**Tarefa do exercício**
Devolva na íntegra, sem qualquer alteração, o texto sobre o relatório de Mueller.

**Texto para leitura**
>>>

Na antecipação ao relatório de Mueller, Trump calou-se e mal foi ao Twitter. Agora que se sabe que não há provas de conluio, está na mó de cima. O que se segue? Provavelmente, vingança.

Donald Trump nem sequer foi ao Twitter. Este fim-de-semana, era essa a medida da tensão que pairou pelos ares de Washington D.C. — e do resort de Mar-a-Lago, na Flórida, para onde Donald Trump se retirou na sexta-feira à noite — enquanto se esperava pelo anúncio do procurador-geral dos EUA, William Barr, que recebeu na sexta-feira à tarde o relatório da investigação do procurador especial Robert Mueller sobre o alegado conluio entre a campanha republicana de 2016 e a Rússia.

<<<

(Registos do conjunto de dados de apontamento)

>>>

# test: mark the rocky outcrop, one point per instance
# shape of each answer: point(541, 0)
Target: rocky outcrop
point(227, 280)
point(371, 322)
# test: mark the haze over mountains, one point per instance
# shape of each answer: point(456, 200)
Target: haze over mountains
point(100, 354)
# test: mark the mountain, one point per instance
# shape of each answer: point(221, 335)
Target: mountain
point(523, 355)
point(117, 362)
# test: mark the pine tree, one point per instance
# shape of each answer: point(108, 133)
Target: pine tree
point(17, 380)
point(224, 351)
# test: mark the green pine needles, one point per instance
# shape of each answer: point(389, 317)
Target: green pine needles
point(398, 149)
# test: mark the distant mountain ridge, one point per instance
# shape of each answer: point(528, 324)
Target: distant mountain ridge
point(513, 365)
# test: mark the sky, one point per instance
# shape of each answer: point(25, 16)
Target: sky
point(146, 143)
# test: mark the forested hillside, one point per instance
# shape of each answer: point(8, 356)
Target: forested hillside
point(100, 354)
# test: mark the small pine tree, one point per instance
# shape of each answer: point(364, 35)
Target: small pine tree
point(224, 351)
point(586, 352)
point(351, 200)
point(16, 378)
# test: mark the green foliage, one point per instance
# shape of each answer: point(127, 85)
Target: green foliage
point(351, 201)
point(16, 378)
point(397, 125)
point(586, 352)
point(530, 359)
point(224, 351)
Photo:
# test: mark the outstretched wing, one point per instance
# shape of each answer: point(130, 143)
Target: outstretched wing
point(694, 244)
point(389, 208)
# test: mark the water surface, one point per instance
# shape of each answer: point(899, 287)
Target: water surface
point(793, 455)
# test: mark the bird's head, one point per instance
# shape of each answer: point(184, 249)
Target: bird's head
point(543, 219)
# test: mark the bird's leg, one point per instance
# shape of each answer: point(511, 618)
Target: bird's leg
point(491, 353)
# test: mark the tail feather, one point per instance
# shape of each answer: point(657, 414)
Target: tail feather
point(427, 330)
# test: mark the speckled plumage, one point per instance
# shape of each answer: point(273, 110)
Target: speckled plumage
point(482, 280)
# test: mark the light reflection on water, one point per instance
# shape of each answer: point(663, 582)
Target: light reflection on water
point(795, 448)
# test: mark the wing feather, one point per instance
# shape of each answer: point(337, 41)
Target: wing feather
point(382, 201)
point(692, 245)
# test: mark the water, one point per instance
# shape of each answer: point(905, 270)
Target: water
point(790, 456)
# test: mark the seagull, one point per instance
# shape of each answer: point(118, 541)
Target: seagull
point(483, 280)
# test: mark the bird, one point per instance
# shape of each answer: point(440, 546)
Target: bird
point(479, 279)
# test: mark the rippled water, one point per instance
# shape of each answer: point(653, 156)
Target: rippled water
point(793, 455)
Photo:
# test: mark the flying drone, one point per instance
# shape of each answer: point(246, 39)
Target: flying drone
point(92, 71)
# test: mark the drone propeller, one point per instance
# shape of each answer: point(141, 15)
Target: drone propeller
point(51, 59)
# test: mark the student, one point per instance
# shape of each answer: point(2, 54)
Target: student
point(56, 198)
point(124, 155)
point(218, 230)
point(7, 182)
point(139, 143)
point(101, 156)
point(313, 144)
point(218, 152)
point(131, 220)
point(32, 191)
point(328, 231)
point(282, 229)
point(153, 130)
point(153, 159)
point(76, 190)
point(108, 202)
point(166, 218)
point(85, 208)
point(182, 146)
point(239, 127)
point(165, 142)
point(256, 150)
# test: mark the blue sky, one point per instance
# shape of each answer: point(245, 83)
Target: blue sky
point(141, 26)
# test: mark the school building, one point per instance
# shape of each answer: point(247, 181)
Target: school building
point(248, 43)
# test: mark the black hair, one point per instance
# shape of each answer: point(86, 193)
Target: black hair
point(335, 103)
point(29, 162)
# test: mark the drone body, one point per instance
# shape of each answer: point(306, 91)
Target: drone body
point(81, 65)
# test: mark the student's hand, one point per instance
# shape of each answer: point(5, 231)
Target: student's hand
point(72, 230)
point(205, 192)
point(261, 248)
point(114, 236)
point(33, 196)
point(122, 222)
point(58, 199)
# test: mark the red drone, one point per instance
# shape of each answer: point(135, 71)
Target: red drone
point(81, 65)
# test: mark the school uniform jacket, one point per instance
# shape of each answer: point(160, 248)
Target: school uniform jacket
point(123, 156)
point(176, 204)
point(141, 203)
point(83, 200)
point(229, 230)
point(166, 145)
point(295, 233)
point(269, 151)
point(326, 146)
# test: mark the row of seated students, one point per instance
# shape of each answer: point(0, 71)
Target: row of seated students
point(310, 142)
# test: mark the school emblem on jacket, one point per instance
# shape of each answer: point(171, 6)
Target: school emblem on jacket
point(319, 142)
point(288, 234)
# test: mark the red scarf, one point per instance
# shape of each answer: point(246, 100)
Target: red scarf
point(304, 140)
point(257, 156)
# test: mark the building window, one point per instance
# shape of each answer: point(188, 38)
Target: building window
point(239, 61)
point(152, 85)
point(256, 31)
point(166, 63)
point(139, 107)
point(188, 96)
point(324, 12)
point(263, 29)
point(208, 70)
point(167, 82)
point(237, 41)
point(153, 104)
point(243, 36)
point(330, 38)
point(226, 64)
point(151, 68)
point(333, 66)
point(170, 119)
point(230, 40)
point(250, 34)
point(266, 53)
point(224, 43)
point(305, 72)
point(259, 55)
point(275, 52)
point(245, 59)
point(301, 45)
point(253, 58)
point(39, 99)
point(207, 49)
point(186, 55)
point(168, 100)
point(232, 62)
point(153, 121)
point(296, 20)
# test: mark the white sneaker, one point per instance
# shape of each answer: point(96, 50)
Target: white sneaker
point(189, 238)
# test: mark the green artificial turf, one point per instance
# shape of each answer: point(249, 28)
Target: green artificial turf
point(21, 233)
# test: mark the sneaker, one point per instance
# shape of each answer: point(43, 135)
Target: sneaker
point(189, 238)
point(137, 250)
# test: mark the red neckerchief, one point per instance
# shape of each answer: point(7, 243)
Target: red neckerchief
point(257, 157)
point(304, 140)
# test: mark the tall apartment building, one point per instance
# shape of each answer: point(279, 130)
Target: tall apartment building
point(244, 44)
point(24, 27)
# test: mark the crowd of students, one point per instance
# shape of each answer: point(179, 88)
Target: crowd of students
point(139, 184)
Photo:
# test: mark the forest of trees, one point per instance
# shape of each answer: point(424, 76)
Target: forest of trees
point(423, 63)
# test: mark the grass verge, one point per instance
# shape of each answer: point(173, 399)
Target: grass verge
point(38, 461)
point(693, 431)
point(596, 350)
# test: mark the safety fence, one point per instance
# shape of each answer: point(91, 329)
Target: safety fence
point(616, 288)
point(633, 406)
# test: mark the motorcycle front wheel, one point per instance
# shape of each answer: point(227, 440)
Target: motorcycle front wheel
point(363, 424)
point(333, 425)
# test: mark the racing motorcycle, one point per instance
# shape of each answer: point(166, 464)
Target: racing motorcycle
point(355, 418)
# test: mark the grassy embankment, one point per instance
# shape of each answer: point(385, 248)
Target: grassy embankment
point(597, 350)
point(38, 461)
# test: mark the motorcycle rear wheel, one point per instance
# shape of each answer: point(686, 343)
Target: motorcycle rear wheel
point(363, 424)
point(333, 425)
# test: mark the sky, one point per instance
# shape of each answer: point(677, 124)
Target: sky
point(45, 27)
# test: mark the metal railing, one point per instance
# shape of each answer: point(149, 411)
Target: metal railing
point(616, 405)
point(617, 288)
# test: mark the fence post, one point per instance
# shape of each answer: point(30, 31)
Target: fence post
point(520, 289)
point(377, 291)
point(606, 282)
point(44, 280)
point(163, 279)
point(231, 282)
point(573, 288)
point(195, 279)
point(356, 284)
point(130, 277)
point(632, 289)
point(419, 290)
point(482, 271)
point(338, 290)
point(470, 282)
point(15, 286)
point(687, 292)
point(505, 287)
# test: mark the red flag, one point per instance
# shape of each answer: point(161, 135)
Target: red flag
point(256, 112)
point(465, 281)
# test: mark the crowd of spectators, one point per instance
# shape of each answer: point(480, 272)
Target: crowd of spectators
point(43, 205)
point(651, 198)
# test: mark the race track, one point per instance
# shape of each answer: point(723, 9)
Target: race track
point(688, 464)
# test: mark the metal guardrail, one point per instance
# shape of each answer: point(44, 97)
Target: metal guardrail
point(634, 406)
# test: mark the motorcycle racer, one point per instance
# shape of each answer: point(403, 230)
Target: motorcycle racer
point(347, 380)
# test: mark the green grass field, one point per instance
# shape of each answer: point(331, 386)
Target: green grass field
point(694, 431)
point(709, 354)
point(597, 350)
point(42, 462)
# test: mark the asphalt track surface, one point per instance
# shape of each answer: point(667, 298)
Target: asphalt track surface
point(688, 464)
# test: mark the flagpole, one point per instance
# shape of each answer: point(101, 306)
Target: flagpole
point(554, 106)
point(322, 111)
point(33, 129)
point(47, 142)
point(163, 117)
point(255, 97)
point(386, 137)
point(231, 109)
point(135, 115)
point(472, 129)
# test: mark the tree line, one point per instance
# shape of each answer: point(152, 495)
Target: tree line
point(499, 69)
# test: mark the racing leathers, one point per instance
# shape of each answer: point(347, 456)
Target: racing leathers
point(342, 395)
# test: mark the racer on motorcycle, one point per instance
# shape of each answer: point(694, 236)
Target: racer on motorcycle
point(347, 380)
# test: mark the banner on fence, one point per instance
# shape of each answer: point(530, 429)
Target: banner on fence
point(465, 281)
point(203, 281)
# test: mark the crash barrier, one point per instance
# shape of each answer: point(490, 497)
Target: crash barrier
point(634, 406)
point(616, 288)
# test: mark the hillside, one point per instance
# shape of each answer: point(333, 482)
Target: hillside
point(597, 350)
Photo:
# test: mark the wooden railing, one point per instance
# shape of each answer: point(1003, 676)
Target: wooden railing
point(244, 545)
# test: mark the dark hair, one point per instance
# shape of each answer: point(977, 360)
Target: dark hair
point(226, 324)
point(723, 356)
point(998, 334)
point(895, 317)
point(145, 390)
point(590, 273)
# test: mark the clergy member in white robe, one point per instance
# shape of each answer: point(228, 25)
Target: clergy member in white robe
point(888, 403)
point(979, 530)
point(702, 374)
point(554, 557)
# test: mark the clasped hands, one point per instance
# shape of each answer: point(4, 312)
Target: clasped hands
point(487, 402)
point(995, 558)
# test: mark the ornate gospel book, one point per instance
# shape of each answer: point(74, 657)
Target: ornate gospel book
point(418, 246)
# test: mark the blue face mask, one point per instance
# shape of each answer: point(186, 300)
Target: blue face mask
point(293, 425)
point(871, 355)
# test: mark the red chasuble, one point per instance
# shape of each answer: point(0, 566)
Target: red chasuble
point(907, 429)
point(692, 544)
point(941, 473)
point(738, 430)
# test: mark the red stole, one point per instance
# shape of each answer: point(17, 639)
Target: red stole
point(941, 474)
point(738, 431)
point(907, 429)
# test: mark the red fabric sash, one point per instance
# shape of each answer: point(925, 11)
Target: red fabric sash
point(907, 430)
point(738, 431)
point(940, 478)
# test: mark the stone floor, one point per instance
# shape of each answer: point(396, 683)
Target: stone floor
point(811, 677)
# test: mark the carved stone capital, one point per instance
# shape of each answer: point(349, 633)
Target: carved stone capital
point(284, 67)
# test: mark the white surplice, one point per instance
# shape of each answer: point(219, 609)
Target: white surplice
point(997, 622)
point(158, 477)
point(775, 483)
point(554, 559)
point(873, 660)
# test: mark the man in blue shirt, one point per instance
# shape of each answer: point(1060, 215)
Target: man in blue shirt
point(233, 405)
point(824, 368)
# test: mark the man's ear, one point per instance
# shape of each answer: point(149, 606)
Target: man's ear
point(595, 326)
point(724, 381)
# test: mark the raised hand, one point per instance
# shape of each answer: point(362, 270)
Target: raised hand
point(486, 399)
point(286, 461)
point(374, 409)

<<<

**Resultado final**
Na antecipação ao relatório de Mueller, Trump calou-se e mal foi ao Twitter. Agora que se sabe que não há provas de conluio, está na mó de cima. O que se segue? Provavelmente, vingança.

Donald Trump nem sequer foi ao Twitter. Este fim-de-semana, era essa a medida da tensão que pairou pelos ares de Washington D.C. — e do resort de Mar-a-Lago, na Flórida, para onde Donald Trump se retirou na sexta-feira à noite — enquanto se esperava pelo anúncio do procurador-geral dos EUA, William Barr, que recebeu na sexta-feira à tarde o relatório da investigação do procurador especial Robert Mueller sobre o alegado conluio entre a campanha republicana de 2016 e a Rússia.